══ 제시문

Release
모드, x64
환경에서 컴파일해야 빠르다. Debug
모드는 기다리다가 속터져서 죽는다.
#include <iostream>
#include <vector>
#include <random>
#include <chrono>
#include <numeric>
#include <thread>
#include <mutex>
#include <atomic>
#include <future>
#include <execution>
std::mutex mtx;
auto dotProductFuture(const std::vector<int>& v0, const std::vector<int>& v1, \
const unsigned i_start, const unsigned i_end)
{
unsigned long long sum = 0;
for (unsigned i = i_start; i < i_end; ++i)
sum += v0[i] * v1[i];
return sum;
}
void dotProductAtomic(const std::vector<int>& v0, const std::vector<int>& v1, \
const unsigned i_start, const unsigned i_end, \
std::atomic<unsigned long long>& sum)
{
unsigned long long tmp = 0;
for (unsigned i = i_start; i < i_end; ++i)
tmp += v0[i] * v1[i];
sum += tmp;
}
void dotProductLock(const std::vector<int>& v0, const std::vector<int>& v1, \
const unsigned i_start, const unsigned i_end, unsigned long long& sum)
{
unsigned long long tmp = 0;
for (unsigned i = i_start; i < i_end; ++i)
tmp += v0[i] * v1[i];
{
std::scoped_lock lock(mtx);
sum += tmp;
}
}
void dotProductNaive(const std::vector<int>& v0, const std::vector<int>& v1, \
const unsigned i_start, const unsigned i_end, unsigned long long& sum)
{
for (unsigned i = i_start; i < i_end; ++i)
sum += v0[i] * v1[i];
}
int main()
{
using namespace std;
const long long n_data = 100'000'000;
const unsigned n_threads = 4;
vector<int> v0, v1;
v0.reserve(n_data);
v1.reserve(n_data);
random_device seed;
mt19937 engine(seed());
uniform_int_distribution<> uniformDist(1, 10);
for (long long i = 0; i < n_data; ++i)
{
v0.push_back(uniformDist(engine));
v1.push_back(uniformDist(engine));
}
{
cout << "std::inner_product (Not parallel computing)\n";
const auto sta = chrono::steady_clock::now();
const auto sum = std::inner_product(v0.begin(), v0.end(), v1.begin(), 0ull);
const chrono::duration<double> dur = chrono::steady_clock::now() - sta;
cout << "Elapsed time : " << dur.count() << 's' << endl;
cout << "Sum : " << sum << endl;
cout << endl;
}
{
cout << "Naive (Race Condition)\n";
const auto sta = chrono::steady_clock::now();
unsigned long long sum = 0;
vector<thread> threads;
threads.resize(n_threads);
const unsigned n_per_thread = n_data / n_threads;
for (unsigned t = 0; t < n_threads; ++t)

════
══ 데이터 발췌

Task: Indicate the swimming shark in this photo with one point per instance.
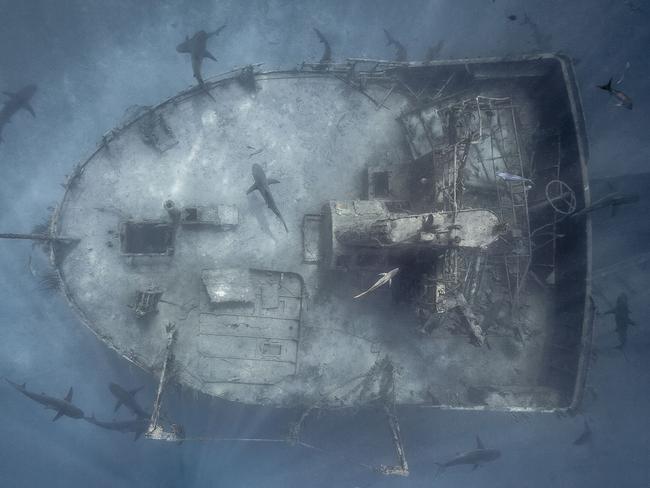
(262, 185)
(196, 47)
(17, 101)
(327, 52)
(474, 458)
(138, 426)
(621, 98)
(62, 407)
(384, 278)
(127, 398)
(400, 53)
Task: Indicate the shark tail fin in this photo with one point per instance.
(606, 87)
(361, 294)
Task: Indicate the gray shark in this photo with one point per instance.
(137, 426)
(612, 200)
(474, 458)
(196, 47)
(17, 101)
(62, 407)
(327, 50)
(400, 50)
(621, 98)
(127, 398)
(262, 185)
(434, 51)
(384, 278)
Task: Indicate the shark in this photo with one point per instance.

════

## [문제 요구사항]
위 제시문에서 "#include <iostream>" 문구가 들어 있는 곳부터 옮겨 적기 시작하여 "const unsigned i_end)" 문구까지 적은 뒤 멈추십시오. 그 사이의 내용은 한 글자도 바꾸지 말고 원문 그대로 재현하십시오.

## [과제 답안]
#include <iostream>
#include <vector>
#include <random>
#include <chrono>
#include <numeric>
#include <thread>
#include <mutex>
#include <atomic>
#include <future>
#include <execution>
std::mutex mtx;
auto dotProductFuture(const std::vector<int>& v0, const std::vector<int>& v1, \
const unsigned i_start, const unsigned i_end)